### WHAT YOU WILL DO
From the hurricane disaster recovery text below, list the three things it says have aligned to give small and medium-size businesses big-organization data protection.

### READING TEXT
◇ ◇ ◇

The potential for disaster is fairly easy to calculate if your data center is in line with Hurricane Alley. During this Hurricane Season and future ones to come, tropical storms and hurricanes will thunder through Florida, barrel up the East Coast or crash onto the shores of the Gulf States, bringing with them floods, power outages and wind damage.
Until recently, the ultimate solution to a significant natural disaster was to build an offsite disaster recovery center. But a dedicated disaster recovery facility is not for the faint of wallet, with its ultra-high-speed link from your data center to the DR facility, and provisioned with duplicate computing equipment and added staff.
Fortunately, three things have aligned in the IT universe to make it much easier for small and medium-size businesses to achieve the same level of data protection enjoyed by big organizations for a reasonable investment. They are disk imaging, virtualization and the one kind of cloud that even hurricane survivors can appreciate, cloud services. And it’s just in time, as most organizations have customer and partner-facing applications that must be available non-stop, often 24 hours a day.

◇ ◇ ◇

Records in a dataset
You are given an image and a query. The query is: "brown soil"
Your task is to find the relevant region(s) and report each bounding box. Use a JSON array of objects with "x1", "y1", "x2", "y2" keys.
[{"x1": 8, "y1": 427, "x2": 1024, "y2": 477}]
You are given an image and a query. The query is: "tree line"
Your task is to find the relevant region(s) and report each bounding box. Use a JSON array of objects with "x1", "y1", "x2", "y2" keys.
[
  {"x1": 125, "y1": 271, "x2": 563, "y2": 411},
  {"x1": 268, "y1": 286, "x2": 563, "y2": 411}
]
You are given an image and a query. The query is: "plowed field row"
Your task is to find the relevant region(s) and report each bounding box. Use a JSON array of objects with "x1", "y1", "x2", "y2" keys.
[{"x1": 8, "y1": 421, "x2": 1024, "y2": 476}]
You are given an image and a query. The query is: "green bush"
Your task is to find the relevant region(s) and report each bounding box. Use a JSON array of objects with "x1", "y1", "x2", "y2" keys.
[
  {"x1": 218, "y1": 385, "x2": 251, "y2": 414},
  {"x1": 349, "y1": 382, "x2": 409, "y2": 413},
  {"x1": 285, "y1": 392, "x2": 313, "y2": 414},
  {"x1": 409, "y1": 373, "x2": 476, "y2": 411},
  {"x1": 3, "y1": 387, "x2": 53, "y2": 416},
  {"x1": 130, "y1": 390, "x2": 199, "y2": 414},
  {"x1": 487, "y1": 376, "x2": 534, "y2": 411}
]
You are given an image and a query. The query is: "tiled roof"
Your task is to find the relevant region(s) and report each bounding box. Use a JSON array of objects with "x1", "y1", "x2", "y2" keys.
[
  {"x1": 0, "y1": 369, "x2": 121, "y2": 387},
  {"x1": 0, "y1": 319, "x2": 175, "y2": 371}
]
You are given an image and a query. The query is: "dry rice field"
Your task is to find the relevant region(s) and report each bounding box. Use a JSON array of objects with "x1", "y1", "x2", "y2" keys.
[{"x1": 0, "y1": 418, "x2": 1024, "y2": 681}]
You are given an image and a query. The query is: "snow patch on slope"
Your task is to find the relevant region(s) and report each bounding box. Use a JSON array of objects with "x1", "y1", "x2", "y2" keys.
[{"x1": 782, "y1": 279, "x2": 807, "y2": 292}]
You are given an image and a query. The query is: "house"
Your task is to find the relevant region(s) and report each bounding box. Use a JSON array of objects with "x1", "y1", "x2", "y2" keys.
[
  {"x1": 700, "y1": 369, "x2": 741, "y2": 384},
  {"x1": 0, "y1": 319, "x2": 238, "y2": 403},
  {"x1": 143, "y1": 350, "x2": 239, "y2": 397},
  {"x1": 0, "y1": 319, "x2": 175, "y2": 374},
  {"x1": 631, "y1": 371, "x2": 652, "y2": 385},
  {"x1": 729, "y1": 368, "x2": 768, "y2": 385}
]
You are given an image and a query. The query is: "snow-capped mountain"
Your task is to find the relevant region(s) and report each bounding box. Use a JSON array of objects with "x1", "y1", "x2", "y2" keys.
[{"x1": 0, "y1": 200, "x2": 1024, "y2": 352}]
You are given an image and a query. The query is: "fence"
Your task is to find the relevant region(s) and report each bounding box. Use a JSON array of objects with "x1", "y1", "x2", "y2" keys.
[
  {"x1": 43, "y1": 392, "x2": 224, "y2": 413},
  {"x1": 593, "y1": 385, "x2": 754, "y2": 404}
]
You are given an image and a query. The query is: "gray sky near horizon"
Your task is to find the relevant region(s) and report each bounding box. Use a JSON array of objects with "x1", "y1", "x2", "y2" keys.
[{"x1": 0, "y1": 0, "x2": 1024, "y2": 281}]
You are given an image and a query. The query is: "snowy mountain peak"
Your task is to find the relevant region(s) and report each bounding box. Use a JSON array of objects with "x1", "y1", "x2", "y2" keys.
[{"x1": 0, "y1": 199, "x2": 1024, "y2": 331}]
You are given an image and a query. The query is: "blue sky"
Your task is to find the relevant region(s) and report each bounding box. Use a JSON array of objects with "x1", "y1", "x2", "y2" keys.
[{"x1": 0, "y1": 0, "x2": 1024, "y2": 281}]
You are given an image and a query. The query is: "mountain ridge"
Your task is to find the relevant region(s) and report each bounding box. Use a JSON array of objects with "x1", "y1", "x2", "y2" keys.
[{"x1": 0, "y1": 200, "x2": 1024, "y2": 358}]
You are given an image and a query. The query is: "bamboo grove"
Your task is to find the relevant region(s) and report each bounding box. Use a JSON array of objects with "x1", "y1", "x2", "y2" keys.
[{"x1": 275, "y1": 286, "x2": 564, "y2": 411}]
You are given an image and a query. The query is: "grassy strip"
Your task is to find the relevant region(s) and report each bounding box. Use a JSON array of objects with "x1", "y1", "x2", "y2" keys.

◇ ◇ ◇

### THE COMPLETED TASK
Disk imaging, virtualization, and cloud services.